Reproduce every line of the data below, changing nothing.

--- START AVAILABLE DATA ---

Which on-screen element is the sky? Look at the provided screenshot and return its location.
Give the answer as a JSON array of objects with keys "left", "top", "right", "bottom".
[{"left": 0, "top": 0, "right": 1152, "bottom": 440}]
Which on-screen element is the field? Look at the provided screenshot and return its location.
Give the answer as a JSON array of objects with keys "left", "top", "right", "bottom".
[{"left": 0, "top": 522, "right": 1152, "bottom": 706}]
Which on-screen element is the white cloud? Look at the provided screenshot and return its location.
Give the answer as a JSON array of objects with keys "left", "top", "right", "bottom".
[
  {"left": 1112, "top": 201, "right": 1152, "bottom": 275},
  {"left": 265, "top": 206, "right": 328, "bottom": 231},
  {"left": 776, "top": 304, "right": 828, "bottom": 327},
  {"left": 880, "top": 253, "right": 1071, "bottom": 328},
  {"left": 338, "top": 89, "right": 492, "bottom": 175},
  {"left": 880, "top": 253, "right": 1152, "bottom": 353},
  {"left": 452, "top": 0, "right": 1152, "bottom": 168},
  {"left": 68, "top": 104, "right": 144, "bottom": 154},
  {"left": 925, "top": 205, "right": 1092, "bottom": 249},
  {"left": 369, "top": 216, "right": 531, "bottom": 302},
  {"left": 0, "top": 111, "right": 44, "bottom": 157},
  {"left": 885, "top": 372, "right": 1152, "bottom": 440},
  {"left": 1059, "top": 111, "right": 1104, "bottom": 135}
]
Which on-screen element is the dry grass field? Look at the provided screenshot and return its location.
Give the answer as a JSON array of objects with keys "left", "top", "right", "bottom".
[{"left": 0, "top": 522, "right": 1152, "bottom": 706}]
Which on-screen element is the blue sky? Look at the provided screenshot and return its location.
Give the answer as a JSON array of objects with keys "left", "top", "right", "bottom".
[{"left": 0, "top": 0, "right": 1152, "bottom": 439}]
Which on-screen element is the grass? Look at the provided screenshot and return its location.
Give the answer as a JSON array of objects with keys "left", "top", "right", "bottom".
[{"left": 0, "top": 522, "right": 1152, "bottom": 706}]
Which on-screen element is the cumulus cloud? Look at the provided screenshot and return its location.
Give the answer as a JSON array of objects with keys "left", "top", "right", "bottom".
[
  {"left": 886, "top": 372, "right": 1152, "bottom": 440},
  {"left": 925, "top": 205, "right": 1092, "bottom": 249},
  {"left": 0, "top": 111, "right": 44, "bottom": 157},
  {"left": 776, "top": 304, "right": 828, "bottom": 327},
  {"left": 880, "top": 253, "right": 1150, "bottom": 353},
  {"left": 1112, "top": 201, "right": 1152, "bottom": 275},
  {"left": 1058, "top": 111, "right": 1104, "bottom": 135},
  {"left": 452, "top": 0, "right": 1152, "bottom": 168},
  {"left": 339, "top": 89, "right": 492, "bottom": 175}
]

--- END AVAILABLE DATA ---

TASK RESULT —
Which on-screen element is the sky? Look at the provided screenshot and return its location.
Give the answer as a JSON array of objects with keys "left", "top", "right", "bottom".
[{"left": 0, "top": 0, "right": 1152, "bottom": 440}]
Which on-screen element is the field? Look at the provided screenshot and return its location.
Give the answer as a JSON array of objects with keys "left", "top", "right", "bottom".
[{"left": 0, "top": 522, "right": 1152, "bottom": 706}]
Which on-screen element is the white cloud? Look at the provided screenshot and return its location.
Give the answer as a JSON array of objects with keys "left", "top", "right", "bottom".
[
  {"left": 1112, "top": 201, "right": 1152, "bottom": 275},
  {"left": 265, "top": 206, "right": 328, "bottom": 231},
  {"left": 776, "top": 304, "right": 828, "bottom": 327},
  {"left": 880, "top": 253, "right": 1071, "bottom": 328},
  {"left": 338, "top": 89, "right": 492, "bottom": 175},
  {"left": 880, "top": 253, "right": 1152, "bottom": 353},
  {"left": 452, "top": 0, "right": 1152, "bottom": 168},
  {"left": 68, "top": 104, "right": 144, "bottom": 154},
  {"left": 925, "top": 205, "right": 1092, "bottom": 249},
  {"left": 369, "top": 216, "right": 531, "bottom": 302},
  {"left": 0, "top": 111, "right": 44, "bottom": 157},
  {"left": 885, "top": 372, "right": 1152, "bottom": 440},
  {"left": 1059, "top": 111, "right": 1104, "bottom": 135}
]
Which on-screen element is the dry grass field? Look at the provided screenshot and return its location.
Give the answer as a JSON array of objects with keys "left", "top", "right", "bottom".
[{"left": 0, "top": 522, "right": 1152, "bottom": 706}]
Which on-screen element is the blue sky? Look at the provided screenshot and return its location.
Give the answer as a JSON array of objects with keys "left", "top", "right", "bottom".
[{"left": 0, "top": 0, "right": 1152, "bottom": 439}]
Which on-screen element is the grass? Look at the provided screenshot and return its location.
Give the answer as a JSON array of objects with keys "left", "top", "right", "bottom".
[{"left": 0, "top": 522, "right": 1152, "bottom": 706}]
Which on-screen element is the cumulus cloud? Look at the provided screenshot and return its location.
Give the answer as a JSON array of objects with keys "left", "top", "right", "bottom".
[
  {"left": 886, "top": 372, "right": 1152, "bottom": 440},
  {"left": 925, "top": 205, "right": 1092, "bottom": 249},
  {"left": 0, "top": 111, "right": 44, "bottom": 157},
  {"left": 776, "top": 304, "right": 828, "bottom": 327},
  {"left": 880, "top": 253, "right": 1150, "bottom": 353},
  {"left": 1112, "top": 201, "right": 1152, "bottom": 275},
  {"left": 1058, "top": 111, "right": 1104, "bottom": 135},
  {"left": 452, "top": 0, "right": 1152, "bottom": 168},
  {"left": 339, "top": 89, "right": 492, "bottom": 175}
]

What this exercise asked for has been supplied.